#### Brief
Copy everything in the entries below, from the line containing "If you could pick out the bird's leg" down to the final line of the entries, keeping every line exactly as it is and leaving out the pictures.
Start of Provided data
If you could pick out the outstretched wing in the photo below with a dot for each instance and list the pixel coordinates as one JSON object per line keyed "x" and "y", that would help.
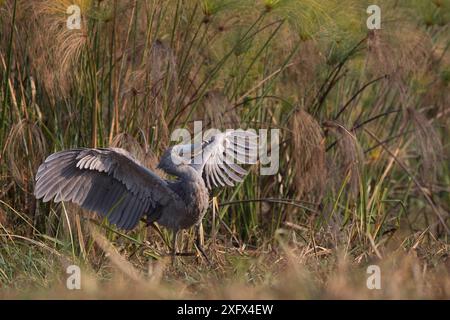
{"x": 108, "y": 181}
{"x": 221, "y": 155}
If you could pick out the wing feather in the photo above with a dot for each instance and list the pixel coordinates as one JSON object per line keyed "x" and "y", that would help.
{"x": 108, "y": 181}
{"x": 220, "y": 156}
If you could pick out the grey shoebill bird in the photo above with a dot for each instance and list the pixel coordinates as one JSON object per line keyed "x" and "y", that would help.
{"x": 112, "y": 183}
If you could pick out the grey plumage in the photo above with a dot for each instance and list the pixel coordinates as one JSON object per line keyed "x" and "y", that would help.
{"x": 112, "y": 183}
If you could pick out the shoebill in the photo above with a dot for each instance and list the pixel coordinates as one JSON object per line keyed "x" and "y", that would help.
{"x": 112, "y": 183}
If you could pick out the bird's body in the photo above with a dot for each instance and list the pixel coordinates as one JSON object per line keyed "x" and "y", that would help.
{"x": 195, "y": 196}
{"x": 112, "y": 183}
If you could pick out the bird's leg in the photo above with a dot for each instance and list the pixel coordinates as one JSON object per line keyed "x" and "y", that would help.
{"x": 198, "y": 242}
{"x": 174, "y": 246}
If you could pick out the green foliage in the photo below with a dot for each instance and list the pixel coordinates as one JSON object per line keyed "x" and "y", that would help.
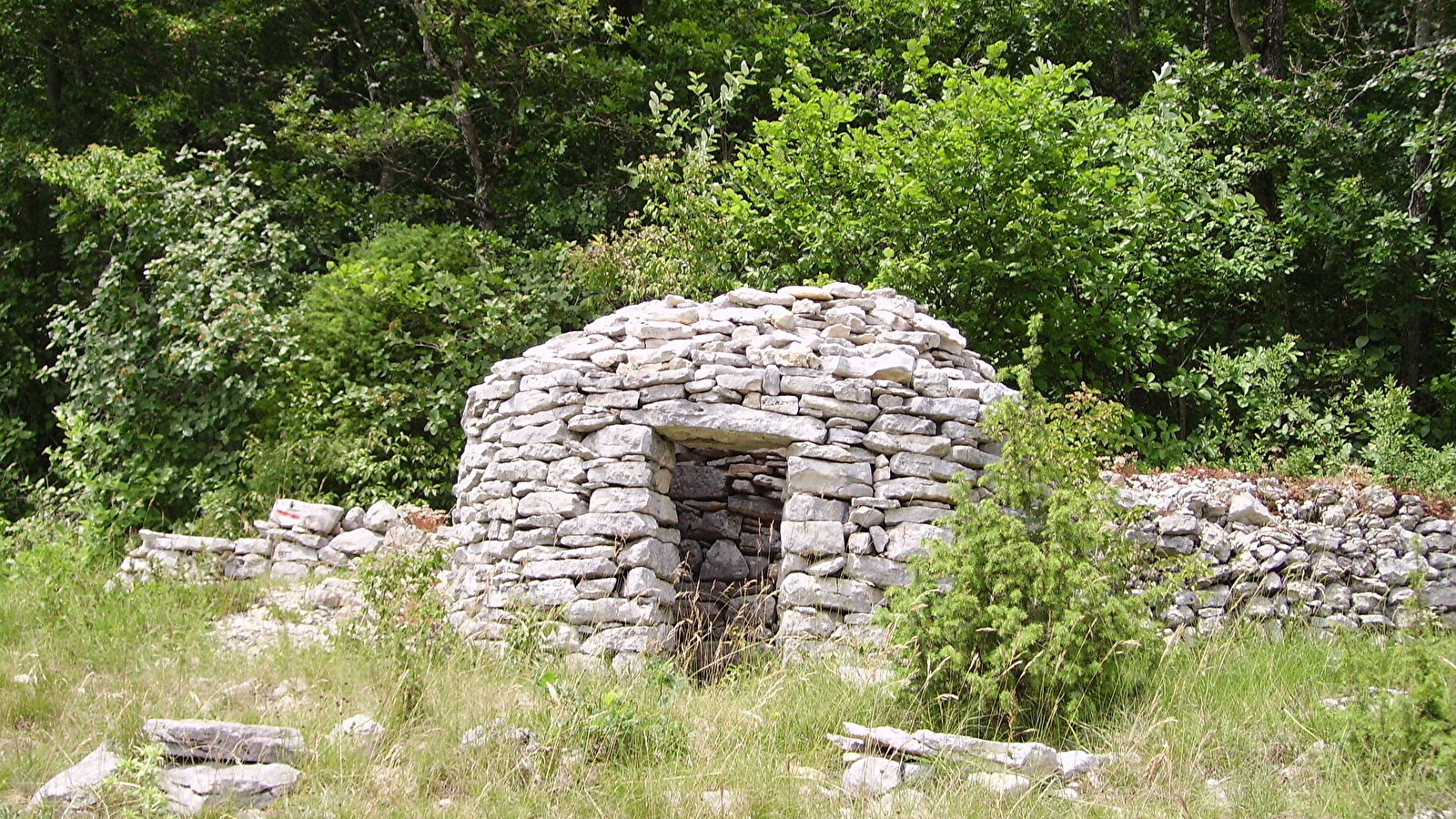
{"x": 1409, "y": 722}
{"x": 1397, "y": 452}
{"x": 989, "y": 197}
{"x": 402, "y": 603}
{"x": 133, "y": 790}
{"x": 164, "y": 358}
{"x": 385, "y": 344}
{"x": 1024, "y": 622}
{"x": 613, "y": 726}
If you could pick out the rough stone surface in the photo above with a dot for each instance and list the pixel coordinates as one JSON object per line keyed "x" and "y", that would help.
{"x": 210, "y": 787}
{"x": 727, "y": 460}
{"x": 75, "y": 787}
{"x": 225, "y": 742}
End of Provided data
#### The completed task
If you could pick out the bird's leg in the photo above with a dot for each instance and list the pixel coordinates as one JSON object per line keyed "x" and "y", that would help.
{"x": 198, "y": 242}
{"x": 174, "y": 246}
If you could pick out the green foliage in the photo below with a dot for each instance and list the pixel coordinates as one JSON object per line keyed "x" and "y", that would help.
{"x": 1409, "y": 722}
{"x": 1397, "y": 452}
{"x": 989, "y": 197}
{"x": 402, "y": 603}
{"x": 133, "y": 790}
{"x": 164, "y": 358}
{"x": 385, "y": 344}
{"x": 1024, "y": 622}
{"x": 613, "y": 726}
If you could pick out the rough stone surface in the photo above with a dot for each instance and list the pixel coordinates as one JSON object per line keyed "x" and "y", that would help.
{"x": 210, "y": 787}
{"x": 727, "y": 460}
{"x": 75, "y": 787}
{"x": 225, "y": 742}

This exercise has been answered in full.